[Items listed in a dataset]
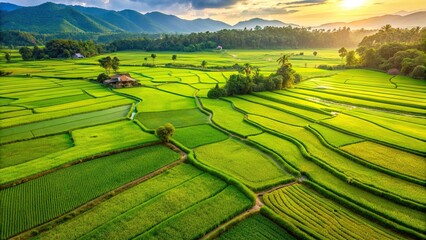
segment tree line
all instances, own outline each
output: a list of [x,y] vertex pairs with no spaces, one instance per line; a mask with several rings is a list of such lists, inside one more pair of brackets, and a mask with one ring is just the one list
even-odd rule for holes
[[238,74],[232,74],[226,81],[225,86],[218,84],[207,93],[209,98],[220,98],[225,96],[250,94],[251,92],[263,92],[281,90],[293,86],[302,80],[300,74],[296,73],[289,56],[282,55],[277,59],[280,67],[276,73],[265,77],[260,74],[259,68],[254,68],[251,64],[244,64]]
[[347,67],[372,68],[390,74],[426,79],[426,28],[399,29],[390,25],[365,37],[355,51],[339,50]]

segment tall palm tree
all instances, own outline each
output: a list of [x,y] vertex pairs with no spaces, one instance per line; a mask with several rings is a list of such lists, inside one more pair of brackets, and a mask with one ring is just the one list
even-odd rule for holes
[[151,58],[152,58],[152,64],[155,64],[155,58],[157,57],[157,54],[155,53],[151,53]]
[[206,65],[207,65],[207,61],[206,61],[206,60],[203,60],[203,61],[201,62],[201,67],[206,68]]
[[277,59],[277,62],[278,62],[278,64],[281,64],[281,66],[284,66],[286,63],[288,63],[288,58],[289,58],[289,56],[283,54],[283,55],[281,55],[281,57],[279,57]]
[[246,63],[243,65],[243,67],[240,69],[241,73],[245,73],[246,76],[250,76],[251,74],[251,70],[252,70],[252,66],[250,65],[250,63]]

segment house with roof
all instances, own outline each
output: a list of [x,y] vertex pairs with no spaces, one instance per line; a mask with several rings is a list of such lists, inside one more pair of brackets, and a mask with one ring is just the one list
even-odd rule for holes
[[84,55],[81,53],[75,53],[74,55],[72,55],[73,58],[84,58]]
[[113,88],[134,87],[139,85],[138,81],[133,79],[128,73],[116,74],[110,79],[103,81],[103,84]]

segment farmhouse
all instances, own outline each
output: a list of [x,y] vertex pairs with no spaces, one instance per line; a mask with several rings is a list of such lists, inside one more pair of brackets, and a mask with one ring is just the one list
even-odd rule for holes
[[84,58],[84,55],[81,53],[75,53],[74,55],[72,55],[73,58]]
[[103,83],[113,88],[134,87],[139,85],[138,81],[131,78],[128,73],[116,74]]

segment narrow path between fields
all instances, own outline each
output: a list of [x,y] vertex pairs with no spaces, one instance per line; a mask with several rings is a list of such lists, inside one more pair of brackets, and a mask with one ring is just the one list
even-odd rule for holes
[[172,162],[172,163],[170,163],[170,164],[168,164],[168,165],[166,165],[162,168],[157,169],[154,172],[151,172],[151,173],[149,173],[149,174],[147,174],[143,177],[135,179],[135,180],[128,182],[128,183],[126,183],[126,184],[124,184],[124,185],[122,185],[122,186],[120,186],[116,189],[113,189],[113,190],[111,190],[107,193],[104,193],[101,196],[99,196],[95,199],[92,199],[91,201],[86,202],[83,205],[81,205],[81,206],[61,215],[61,216],[58,216],[58,217],[56,217],[56,218],[54,218],[54,219],[52,219],[52,220],[50,220],[50,221],[48,221],[44,224],[41,224],[39,226],[30,228],[30,229],[26,230],[25,232],[21,232],[21,233],[15,235],[15,236],[11,237],[10,239],[11,240],[12,239],[13,240],[29,239],[29,238],[33,237],[32,232],[37,232],[37,234],[39,234],[41,232],[52,229],[53,227],[60,225],[67,220],[70,220],[70,219],[72,219],[76,216],[79,216],[80,214],[83,214],[84,212],[92,209],[93,207],[97,206],[98,204],[101,204],[102,202],[114,197],[115,195],[122,193],[122,192],[142,183],[142,182],[145,182],[145,181],[147,181],[147,180],[149,180],[149,179],[151,179],[151,178],[153,178],[153,177],[155,177],[155,176],[157,176],[157,175],[159,175],[159,174],[161,174],[161,173],[163,173],[163,172],[165,172],[165,171],[167,171],[167,170],[169,170],[169,169],[171,169],[171,168],[173,168],[173,167],[175,167],[175,166],[186,161],[187,154],[185,152],[183,152],[181,149],[179,149],[178,147],[176,147],[175,145],[173,145],[171,143],[166,143],[165,145],[168,148],[170,148],[171,150],[180,154],[181,157],[179,158],[179,160],[176,160],[176,161],[174,161],[174,162]]

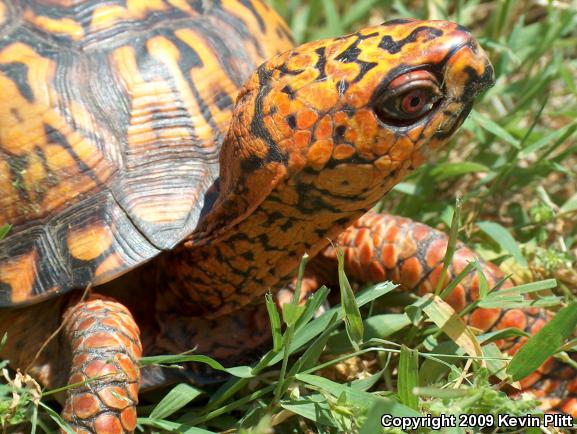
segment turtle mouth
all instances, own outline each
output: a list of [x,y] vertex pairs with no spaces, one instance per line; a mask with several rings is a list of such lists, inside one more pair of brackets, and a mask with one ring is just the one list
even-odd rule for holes
[[[458,96],[461,101],[473,100],[477,95],[490,89],[495,85],[495,72],[489,58],[479,46],[477,41],[469,39],[456,44],[447,54],[444,62],[443,71],[441,72],[444,79],[451,75],[451,69],[454,65],[461,62],[460,57],[465,57],[464,67],[460,68],[461,74],[466,74],[467,79],[463,85],[463,91]],[[479,72],[482,71],[482,72]],[[455,98],[457,99],[457,97]]]

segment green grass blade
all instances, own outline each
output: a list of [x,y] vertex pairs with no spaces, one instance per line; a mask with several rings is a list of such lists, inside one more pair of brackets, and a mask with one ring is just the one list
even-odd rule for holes
[[518,381],[535,371],[555,354],[577,327],[577,302],[561,309],[523,345],[511,360],[507,373]]
[[339,264],[339,286],[341,288],[341,303],[343,307],[345,327],[353,347],[358,351],[363,342],[363,319],[361,318],[361,312],[355,299],[355,293],[353,292],[349,279],[345,274],[345,253],[342,249],[338,249],[337,259]]
[[325,349],[325,345],[333,332],[333,325],[337,321],[336,312],[330,318],[327,328],[317,337],[313,343],[306,349],[302,356],[299,357],[297,362],[293,365],[288,373],[288,376],[294,376],[295,374],[302,372],[306,369],[312,367],[314,363],[317,362],[321,354]]
[[[370,316],[363,320],[363,341],[366,342],[373,338],[384,339],[391,336],[393,333],[402,330],[409,324],[411,324],[411,320],[404,313]],[[331,353],[344,353],[351,351],[352,349],[351,341],[348,338],[346,331],[335,333],[329,339],[328,350]]]
[[166,365],[176,363],[204,363],[217,371],[227,372],[230,375],[239,378],[252,378],[252,368],[250,366],[235,366],[233,368],[225,368],[219,362],[208,356],[202,355],[174,355],[174,356],[149,356],[140,359],[141,366],[148,365]]
[[483,116],[479,112],[473,110],[469,115],[469,119],[474,121],[477,125],[481,128],[487,130],[491,134],[499,137],[500,139],[504,140],[505,142],[513,145],[515,148],[520,149],[519,140],[513,137],[505,128],[503,128],[498,123],[492,121],[486,116]]
[[316,424],[339,428],[331,414],[329,404],[320,394],[309,395],[299,400],[281,402],[281,407]]
[[451,228],[449,230],[449,240],[447,241],[447,251],[445,252],[445,257],[443,258],[443,271],[441,272],[441,277],[437,282],[437,288],[435,294],[439,295],[445,285],[445,280],[447,278],[447,272],[453,261],[453,255],[455,254],[455,249],[457,247],[459,225],[461,224],[461,207],[462,200],[460,197],[455,199],[455,211],[453,213],[453,219],[451,221]]
[[315,388],[319,388],[324,390],[327,393],[335,397],[341,396],[342,393],[345,393],[350,401],[359,403],[360,406],[366,408],[367,410],[379,400],[384,400],[388,404],[388,409],[386,413],[392,414],[394,416],[417,416],[419,415],[418,412],[413,410],[412,408],[407,407],[406,405],[399,404],[393,400],[388,400],[378,395],[373,395],[372,393],[363,392],[361,390],[356,390],[351,388],[348,385],[336,383],[324,377],[319,377],[318,375],[310,375],[310,374],[297,374],[296,379],[301,381],[305,384],[309,384],[314,386]]
[[313,295],[311,295],[305,304],[304,311],[302,312],[300,318],[298,319],[295,329],[298,330],[303,326],[306,326],[311,319],[318,312],[323,303],[327,300],[330,290],[326,286],[321,286],[317,289]]
[[419,353],[404,345],[401,346],[398,371],[399,399],[402,404],[418,411],[419,398],[413,393],[413,389],[419,385]]
[[12,226],[10,225],[0,226],[0,240],[2,240],[6,235],[8,235],[10,229],[12,229]]
[[145,426],[152,426],[171,433],[178,434],[217,434],[214,431],[207,431],[202,428],[188,426],[179,422],[170,422],[168,420],[151,419],[149,417],[139,417],[138,423]]
[[176,385],[150,412],[150,419],[165,419],[193,401],[203,393],[186,383]]
[[265,296],[266,310],[270,321],[270,329],[272,333],[272,342],[274,352],[280,351],[282,348],[282,332],[280,324],[280,315],[276,308],[276,303],[272,299],[272,294],[268,293]]
[[[397,285],[394,283],[383,282],[366,288],[357,294],[357,305],[362,307],[365,304],[370,303],[371,301],[376,300],[377,298],[391,292],[396,287]],[[316,336],[320,335],[328,327],[328,324],[330,324],[330,318],[335,312],[337,313],[337,321],[342,321],[342,308],[340,305],[329,309],[319,318],[311,321],[306,327],[302,327],[299,333],[295,334],[293,342],[290,346],[290,353],[294,353],[303,345],[307,344]],[[268,366],[272,366],[278,363],[280,360],[282,360],[282,357],[282,354],[275,355],[270,359]]]
[[499,223],[489,221],[478,222],[477,226],[501,246],[503,250],[510,253],[521,266],[527,267],[527,260],[507,229]]
[[56,413],[42,401],[40,401],[38,405],[44,409],[44,411],[48,414],[48,416],[50,416],[50,419],[52,419],[56,423],[56,425],[58,425],[58,427],[62,429],[66,434],[75,434],[72,428],[70,428],[70,425],[68,425],[66,421],[62,419],[62,417],[58,413]]

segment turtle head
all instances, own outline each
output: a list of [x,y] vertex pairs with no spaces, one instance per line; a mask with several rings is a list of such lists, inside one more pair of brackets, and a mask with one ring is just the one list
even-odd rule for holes
[[277,196],[352,221],[446,143],[492,84],[478,43],[446,21],[390,21],[277,55],[238,96],[218,220]]

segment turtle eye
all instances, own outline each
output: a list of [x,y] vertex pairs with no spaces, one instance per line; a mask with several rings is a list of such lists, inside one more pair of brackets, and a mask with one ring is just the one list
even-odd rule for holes
[[377,98],[375,112],[386,124],[408,125],[431,112],[441,99],[437,79],[428,71],[411,71],[392,80]]

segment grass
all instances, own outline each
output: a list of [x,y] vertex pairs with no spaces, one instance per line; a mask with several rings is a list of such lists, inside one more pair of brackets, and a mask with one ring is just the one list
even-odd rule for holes
[[[506,368],[494,344],[503,335],[457,333],[459,320],[441,297],[405,298],[404,308],[391,313],[382,310],[399,300],[391,285],[365,288],[355,301],[342,275],[345,308],[315,318],[327,296],[323,289],[306,306],[285,308],[282,317],[271,309],[277,325],[274,347],[256,367],[233,368],[231,380],[219,386],[179,384],[147,396],[139,409],[141,427],[188,434],[372,434],[382,431],[385,413],[535,411],[533,400],[508,398],[489,377],[520,378],[538,366],[539,357],[556,353],[577,322],[577,6],[512,0],[271,3],[290,23],[297,42],[399,16],[451,19],[473,31],[496,68],[495,87],[446,151],[398,185],[379,207],[452,229],[454,240],[466,241],[511,273],[521,292],[540,294],[555,287],[556,296],[541,302],[557,305],[556,310],[566,307],[544,336]],[[459,218],[457,197],[462,198]],[[527,303],[492,288],[485,293],[479,303],[487,307]],[[58,417],[45,406],[47,399],[37,409],[33,390],[14,382],[1,386],[0,422],[8,426],[32,419],[37,431],[49,432]],[[21,397],[15,406],[13,392]]]

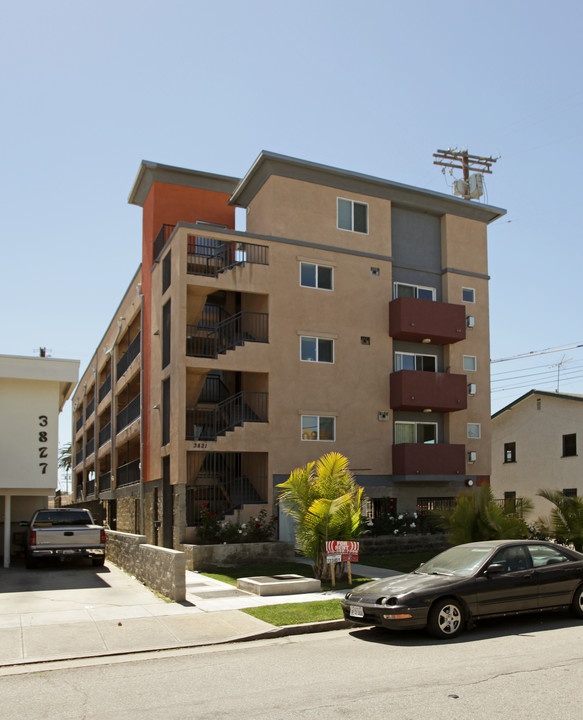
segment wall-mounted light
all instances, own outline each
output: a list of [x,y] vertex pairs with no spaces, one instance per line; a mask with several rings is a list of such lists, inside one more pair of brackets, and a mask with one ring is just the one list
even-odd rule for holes
[[159,405],[154,405],[154,407],[152,408],[152,410],[159,410],[159,409],[160,409]]
[[425,343],[425,345],[428,345],[431,342],[431,338],[423,338],[423,340],[421,340],[421,342]]
[[154,330],[154,332],[152,333],[152,335],[159,335],[159,334],[160,334],[159,330]]

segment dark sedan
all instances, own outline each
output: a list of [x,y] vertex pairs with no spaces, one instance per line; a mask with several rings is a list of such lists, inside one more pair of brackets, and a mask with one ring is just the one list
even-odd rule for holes
[[571,609],[583,618],[583,555],[536,540],[457,545],[412,573],[365,583],[342,600],[346,620],[459,635],[472,620]]

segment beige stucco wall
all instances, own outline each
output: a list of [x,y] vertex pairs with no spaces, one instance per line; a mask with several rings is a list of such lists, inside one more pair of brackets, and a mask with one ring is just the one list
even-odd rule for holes
[[0,491],[54,492],[59,411],[78,372],[76,360],[0,356]]
[[[540,403],[538,402],[540,400]],[[562,457],[563,435],[577,434],[578,455]],[[504,462],[504,444],[516,443],[516,462]],[[492,420],[492,490],[527,497],[531,518],[548,515],[552,505],[537,492],[576,488],[583,495],[583,402],[533,394]]]
[[[488,248],[486,226],[466,218],[444,215],[441,221],[442,279],[444,302],[465,305],[466,317],[474,327],[466,328],[466,339],[446,346],[445,365],[450,372],[467,376],[475,383],[476,394],[468,396],[468,407],[448,417],[449,442],[465,443],[467,453],[475,451],[476,462],[466,463],[468,475],[490,475],[490,330],[488,297]],[[475,303],[462,299],[462,288],[473,288]],[[464,355],[477,359],[476,371],[464,370]],[[467,437],[468,423],[479,423],[480,439]]]

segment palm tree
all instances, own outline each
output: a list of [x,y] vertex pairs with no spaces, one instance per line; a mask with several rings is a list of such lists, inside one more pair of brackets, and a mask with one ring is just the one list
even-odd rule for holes
[[569,497],[560,490],[541,490],[539,497],[554,505],[550,518],[539,518],[537,530],[562,543],[573,543],[575,550],[583,552],[583,498]]
[[[529,501],[522,500],[524,510]],[[451,513],[442,522],[453,545],[477,542],[479,540],[502,540],[528,537],[529,530],[524,521],[515,514],[506,512],[492,495],[489,485],[461,493]]]
[[[347,458],[328,453],[297,468],[277,487],[281,507],[296,521],[299,551],[313,560],[317,578],[329,577],[326,542],[353,540],[362,532],[363,490],[348,470]],[[343,568],[342,564],[338,569],[342,572]]]
[[65,472],[71,472],[72,465],[72,445],[73,443],[64,443],[59,450],[59,468]]

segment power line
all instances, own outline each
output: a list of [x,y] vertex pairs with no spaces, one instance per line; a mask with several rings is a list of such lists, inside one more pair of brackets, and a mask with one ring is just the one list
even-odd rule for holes
[[583,343],[578,343],[577,345],[563,345],[557,348],[545,348],[544,350],[531,350],[530,352],[522,353],[521,355],[513,355],[511,357],[499,358],[498,360],[490,360],[490,364],[493,365],[494,363],[508,362],[509,360],[521,360],[522,358],[534,357],[535,355],[548,355],[549,353],[561,352],[563,350],[574,350],[575,348],[580,347],[583,347]]

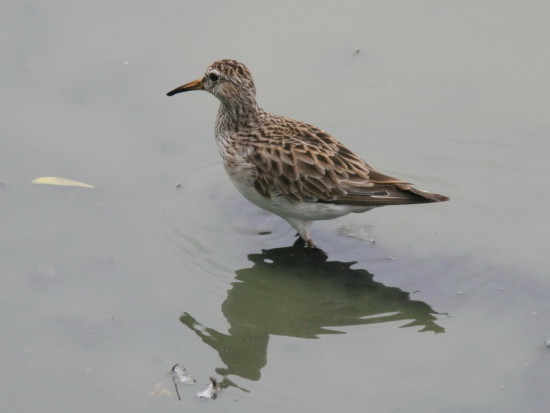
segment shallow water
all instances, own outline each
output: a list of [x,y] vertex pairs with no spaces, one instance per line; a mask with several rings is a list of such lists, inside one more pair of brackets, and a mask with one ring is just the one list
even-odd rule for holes
[[[6,3],[4,410],[546,412],[549,12]],[[215,99],[165,96],[219,58],[265,109],[451,201],[293,246],[225,176]],[[197,379],[181,401],[176,363]]]

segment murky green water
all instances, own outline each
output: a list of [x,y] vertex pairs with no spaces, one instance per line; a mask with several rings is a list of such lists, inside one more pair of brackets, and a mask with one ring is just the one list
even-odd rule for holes
[[[8,1],[3,410],[548,411],[549,12]],[[451,202],[293,246],[225,176],[215,99],[165,96],[219,58],[265,109]],[[197,380],[181,401],[176,363]],[[198,400],[210,376],[224,389]]]

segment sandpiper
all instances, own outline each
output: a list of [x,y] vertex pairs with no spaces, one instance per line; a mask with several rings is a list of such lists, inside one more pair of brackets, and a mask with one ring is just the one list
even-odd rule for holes
[[189,90],[206,90],[220,101],[216,142],[237,189],[288,221],[310,247],[311,221],[449,199],[378,172],[315,126],[261,109],[250,71],[236,60],[212,63],[202,78],[168,96]]

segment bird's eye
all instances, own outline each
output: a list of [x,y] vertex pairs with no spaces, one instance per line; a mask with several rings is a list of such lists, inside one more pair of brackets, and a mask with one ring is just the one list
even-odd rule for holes
[[208,79],[210,79],[212,82],[218,81],[220,77],[216,73],[210,73],[208,75]]

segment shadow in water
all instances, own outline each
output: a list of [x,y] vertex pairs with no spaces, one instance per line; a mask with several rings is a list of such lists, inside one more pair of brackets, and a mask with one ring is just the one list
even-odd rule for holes
[[[225,363],[216,369],[224,377],[237,375],[259,380],[267,363],[272,334],[318,338],[343,334],[338,327],[404,321],[401,327],[444,332],[435,323],[439,313],[408,292],[373,281],[373,274],[352,269],[354,262],[328,261],[317,248],[292,247],[250,254],[251,268],[236,271],[222,312],[227,334],[200,324],[184,313],[180,321]],[[225,385],[234,385],[225,379]]]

**Work request:** Find the string "grass" in the entries above. Copy each line where it occurs.

**Result below:**
segment green grass blade
segment grass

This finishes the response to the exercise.